**LO QUE HARÁ:**
A. Traduzca al inglés la siguiente oración del artículo sobre la manifestación de «Juventud sin futuro»: «La iniciativa cuenta con amplias potencialidades.»
B. Reproduzca, sin alterar nada, todo el fragmento del artículo sobre la manifestación de «Juventud sin futuro» que va desde "En este artículo" hasta "la política transformadora.".

═════ PASAJE FACILITADO ═════

Iñigo Errejón Galván
La manifestación de la plataforma “Juventud sin futuro” celebrada el pasado jueves 7 de abril en Madrid, que reunió a más de seis mil personas, ha encontrado un gran eco mediático, y recibe, al momento de escribir esto, una creciente atención en las redes sociales.
En este artículo breve se defiende la hipótesis de que la resonancia que ha encontrado el discurso de la “juventud sin futuro” se debe a haberse sabido ubicar en el terreno ambivalente que caracteriza la disputa hegemónica. La iniciativa cuenta con amplias potencialidades. Pero además, con independencia de cual sea su recorrido y alcance concreto, un análisis de la misma puede permitir extraer algunas conclusiones relevantes para la política transformadora.
1. El contexto político: el sentido común de la resignación.
El paquete de contrarreformas emprendidas por el Gobierno del PSOE para hacer frente a la crisis económica apunta claramente a una salida regresiva de la crisis, que hace recaer el grueso de los costes de las medidas de ajuste sobre aquellos sectores sociales que menos disfrutaron de los años de bonanza económica. En este sentido, al ayudar primero a la privatización de las ganancias y ahora a la socialización de los costes, las instituciones públicas favorecen claramente a las minorías privilegiadas, en un trabajo de redistribución regresiva de la renta. Parece evidente que esto constituye una agudización de la redefinición del pacto social en favor de los poderes económicos que caracteriza el programa político del neoliberalismo.

═════ MATERIAL PROPORCIONADO ═════

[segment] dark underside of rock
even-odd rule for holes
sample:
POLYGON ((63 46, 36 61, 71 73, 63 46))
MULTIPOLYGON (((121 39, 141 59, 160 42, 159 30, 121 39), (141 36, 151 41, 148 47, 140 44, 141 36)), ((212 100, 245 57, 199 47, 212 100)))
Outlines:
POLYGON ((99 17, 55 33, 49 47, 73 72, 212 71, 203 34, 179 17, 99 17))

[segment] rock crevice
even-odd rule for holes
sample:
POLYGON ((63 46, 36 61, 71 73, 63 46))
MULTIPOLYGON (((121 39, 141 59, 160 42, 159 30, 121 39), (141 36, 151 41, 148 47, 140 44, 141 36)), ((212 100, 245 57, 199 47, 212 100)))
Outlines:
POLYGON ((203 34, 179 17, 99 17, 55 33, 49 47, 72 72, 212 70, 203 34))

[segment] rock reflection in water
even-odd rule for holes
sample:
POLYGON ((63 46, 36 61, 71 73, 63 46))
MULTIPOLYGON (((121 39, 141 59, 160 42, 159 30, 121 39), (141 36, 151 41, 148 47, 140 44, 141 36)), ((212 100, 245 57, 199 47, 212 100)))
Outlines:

═════

**RESULTADOS DEL EJERCICIO:**
A. The initiative has broad potential.

B.
En este artículo breve se defiende la hipótesis de que la resonancia que ha encontrado el discurso de la “juventud sin futuro” se debe a haberse sabido ubicar en el terreno ambivalente que caracteriza la disputa hegemónica. La iniciativa cuenta con amplias potencialidades. Pero además, con independencia de cual sea su recorrido y alcance concreto, un análisis de la misma puede permitir extraer algunas conclusiones relevantes para la política transformadora.